**Work instructions**
Copy every line of the data below verbatim, changing nothing.

┌────────

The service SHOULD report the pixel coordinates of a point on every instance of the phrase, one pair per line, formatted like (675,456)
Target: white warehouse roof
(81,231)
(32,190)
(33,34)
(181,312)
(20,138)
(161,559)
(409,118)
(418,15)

└────────

**Reply**
The service SHOULD report the pixel coordinates of a point on every instance of the phrase, one pair per line, formatted like (675,456)
Target: white warehouse roof
(81,231)
(32,190)
(33,34)
(181,312)
(20,138)
(161,559)
(409,118)
(418,15)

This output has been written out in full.